What the exercise asks. Copy every one of the records below, replacing each "find the" with "locate the" and leaving everything else unchanged. Leave out the pictures.
▶
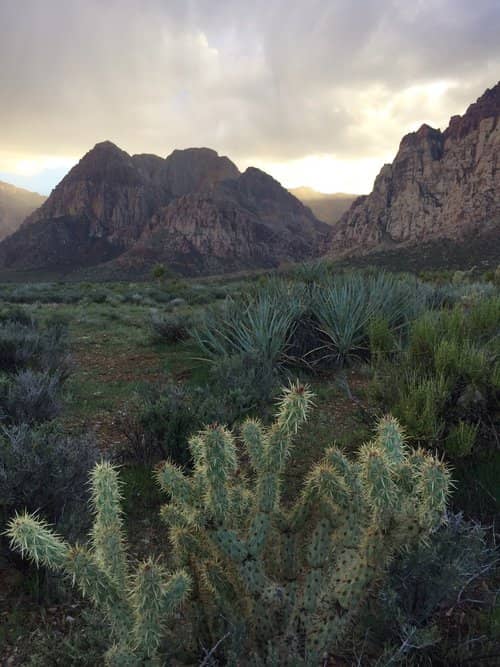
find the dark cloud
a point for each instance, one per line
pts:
(271, 80)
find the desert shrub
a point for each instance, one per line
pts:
(83, 643)
(19, 345)
(10, 313)
(158, 422)
(404, 622)
(382, 339)
(27, 345)
(461, 439)
(170, 327)
(444, 386)
(237, 386)
(45, 469)
(30, 397)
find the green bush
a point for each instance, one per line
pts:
(45, 469)
(444, 385)
(170, 327)
(406, 620)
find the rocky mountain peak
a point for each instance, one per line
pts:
(440, 185)
(194, 169)
(486, 106)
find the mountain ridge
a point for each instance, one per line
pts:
(144, 208)
(440, 185)
(15, 205)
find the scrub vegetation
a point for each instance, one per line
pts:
(296, 468)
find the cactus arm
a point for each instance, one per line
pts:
(107, 532)
(32, 537)
(255, 441)
(219, 462)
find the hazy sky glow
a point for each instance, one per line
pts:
(316, 92)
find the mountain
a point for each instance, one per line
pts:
(326, 207)
(15, 205)
(192, 210)
(441, 185)
(242, 223)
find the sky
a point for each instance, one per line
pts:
(315, 92)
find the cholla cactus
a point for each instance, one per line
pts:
(135, 603)
(288, 580)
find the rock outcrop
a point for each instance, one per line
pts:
(100, 208)
(243, 223)
(193, 211)
(15, 205)
(440, 185)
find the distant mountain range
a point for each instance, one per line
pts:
(118, 214)
(15, 205)
(441, 185)
(193, 211)
(326, 207)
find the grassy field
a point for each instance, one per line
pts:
(115, 355)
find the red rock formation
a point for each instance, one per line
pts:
(440, 185)
(193, 210)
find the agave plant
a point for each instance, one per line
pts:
(343, 311)
(258, 326)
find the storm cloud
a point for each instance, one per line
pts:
(280, 84)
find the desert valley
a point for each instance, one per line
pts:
(249, 415)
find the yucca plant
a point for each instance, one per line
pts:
(343, 311)
(136, 602)
(257, 326)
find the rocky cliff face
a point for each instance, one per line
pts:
(15, 205)
(241, 223)
(101, 207)
(440, 185)
(193, 210)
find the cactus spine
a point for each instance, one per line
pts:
(295, 575)
(136, 603)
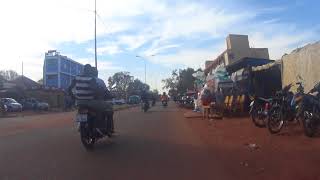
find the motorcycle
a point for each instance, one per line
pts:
(90, 129)
(282, 109)
(145, 106)
(164, 103)
(3, 109)
(259, 108)
(309, 111)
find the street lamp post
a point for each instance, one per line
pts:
(145, 65)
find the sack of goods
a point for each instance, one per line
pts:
(206, 97)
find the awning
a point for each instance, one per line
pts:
(245, 62)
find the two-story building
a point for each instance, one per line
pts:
(238, 48)
(59, 70)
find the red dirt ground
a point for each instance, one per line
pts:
(288, 155)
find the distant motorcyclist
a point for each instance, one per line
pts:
(90, 91)
(164, 97)
(145, 100)
(144, 95)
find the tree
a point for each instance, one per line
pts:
(40, 81)
(171, 82)
(180, 82)
(186, 80)
(9, 74)
(119, 84)
(136, 86)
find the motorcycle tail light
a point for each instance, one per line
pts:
(267, 106)
(83, 111)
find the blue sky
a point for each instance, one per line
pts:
(182, 33)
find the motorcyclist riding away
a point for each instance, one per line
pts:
(144, 95)
(164, 97)
(91, 91)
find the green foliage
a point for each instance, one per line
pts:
(136, 86)
(119, 84)
(180, 82)
(9, 74)
(122, 85)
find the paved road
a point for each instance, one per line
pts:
(155, 145)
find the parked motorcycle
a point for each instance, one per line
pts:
(153, 102)
(3, 109)
(259, 108)
(164, 103)
(91, 127)
(145, 106)
(309, 111)
(281, 110)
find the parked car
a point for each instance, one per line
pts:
(11, 104)
(34, 104)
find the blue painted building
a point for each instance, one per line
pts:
(58, 70)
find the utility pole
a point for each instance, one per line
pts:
(22, 69)
(95, 33)
(145, 66)
(145, 71)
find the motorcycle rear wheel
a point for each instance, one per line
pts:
(86, 136)
(275, 120)
(309, 127)
(258, 121)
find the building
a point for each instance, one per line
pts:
(58, 70)
(237, 48)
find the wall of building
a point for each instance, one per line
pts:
(262, 53)
(59, 70)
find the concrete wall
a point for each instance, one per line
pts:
(303, 62)
(262, 53)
◀
Written answer.
locate the dark cloud
a point for each instance, one per line
pts:
(271, 80)
locate the desert shrub
a point for each instance, one per line
pts:
(83, 643)
(19, 345)
(10, 313)
(158, 422)
(404, 622)
(382, 339)
(27, 345)
(461, 439)
(170, 327)
(444, 386)
(237, 386)
(45, 469)
(30, 397)
locate the green bush
a point for each instance, one per line
pts:
(45, 469)
(444, 385)
(170, 327)
(406, 620)
locate the rocky mountain peak
a point for each instance, one per line
pts:
(440, 185)
(194, 169)
(486, 106)
locate the mountain ridge
a point for each instance, one per line
pts:
(144, 208)
(440, 185)
(15, 205)
locate the scrub vegetation
a point for each instance, one per line
pts:
(296, 468)
locate the cactus arm
a point for each instance, one per line
pts:
(107, 532)
(32, 537)
(255, 441)
(219, 462)
locate the hazy sky glow
a point for each instance, one per line
pts:
(316, 92)
locate the mountain
a point for each instance, one per line
pts:
(326, 207)
(15, 205)
(192, 210)
(441, 185)
(242, 223)
locate the sky
a point for each instance, one per line
pts:
(315, 92)
locate the cholla cactus
a point for each instance, one per line
pts:
(135, 603)
(288, 580)
locate the rock outcrop
a point for each instance, one per line
pts:
(100, 208)
(243, 223)
(193, 211)
(15, 205)
(440, 185)
locate the distant mountain range
a point for each instance, one per line
pts:
(118, 214)
(15, 205)
(441, 185)
(193, 211)
(326, 207)
locate the grassy field
a point for each instance, one per line
pts:
(115, 355)
locate the red rock formation
a point for each instance, one per line
pts:
(440, 185)
(193, 210)
locate the agave plant
a point for each instance, one per line
pts:
(343, 311)
(258, 326)
locate the storm cloud
a point for each instance, one per line
pts:
(280, 84)
locate the desert valley
a point for each instance, one per line
pts:
(249, 415)
locate the yucca plant
a point for each instance, one per line
pts:
(343, 311)
(136, 602)
(257, 326)
locate the rocky cliff face
a point for each instance, one per line
pts:
(15, 205)
(241, 223)
(101, 207)
(440, 185)
(193, 210)
locate the cactus spine
a point for each instance, one per line
pts:
(295, 575)
(136, 603)
locate the motorcycle
a point for each instance, one per line
pts:
(90, 129)
(282, 109)
(145, 106)
(164, 103)
(3, 109)
(259, 108)
(309, 111)
locate the street lamp post
a point for each instance, one per line
pts:
(145, 65)
locate the sack of goods
a point for each instance, one per line
pts:
(206, 97)
locate the awning
a point for each instance, one per line
pts:
(245, 62)
locate the two-story building
a point for each instance, one per line
pts:
(238, 48)
(59, 70)
locate the red dirt ground
a point for each instance, one per line
pts:
(288, 155)
locate the distant motorcyclist
a point for each instance, one per line
pts:
(90, 91)
(164, 97)
(145, 100)
(144, 95)
locate the tree
a point for each instance, one per line
pts:
(40, 81)
(171, 82)
(180, 82)
(186, 80)
(9, 74)
(119, 84)
(136, 86)
locate the motorcycle tail light
a point for each instance, one per line
pts:
(267, 106)
(83, 111)
locate the blue sky
a point for each instance, one per line
pts:
(182, 33)
locate the motorcyclist riding away
a point for each instance, one per line
pts:
(144, 95)
(164, 97)
(91, 91)
locate the green foliage
a point for each instance, one per line
pts:
(136, 86)
(119, 84)
(180, 82)
(9, 74)
(122, 85)
locate the paved road
a point for each instance, one per line
pts:
(155, 145)
locate the parked motorcycle
a point for each instance, one per line
pts:
(153, 102)
(3, 109)
(259, 108)
(164, 103)
(91, 127)
(145, 106)
(309, 111)
(281, 110)
locate the parked car
a point for each instance, one per line
pts:
(11, 104)
(34, 104)
locate the blue painted building
a point for each instance, one per line
pts:
(58, 70)
locate the utility pole
a point for each instance, one per line
pts:
(22, 69)
(95, 33)
(145, 66)
(145, 71)
locate the motorcycle rear wheel
a point for each instance, one per line
pts:
(86, 136)
(275, 120)
(309, 127)
(258, 121)
locate the building
a point for each instance, one per line
pts:
(58, 70)
(237, 48)
locate the wall of building
a point for each instance, one per line
pts:
(262, 53)
(59, 70)
locate the concrete wall
a point for each instance, one per line
pts:
(303, 62)
(262, 53)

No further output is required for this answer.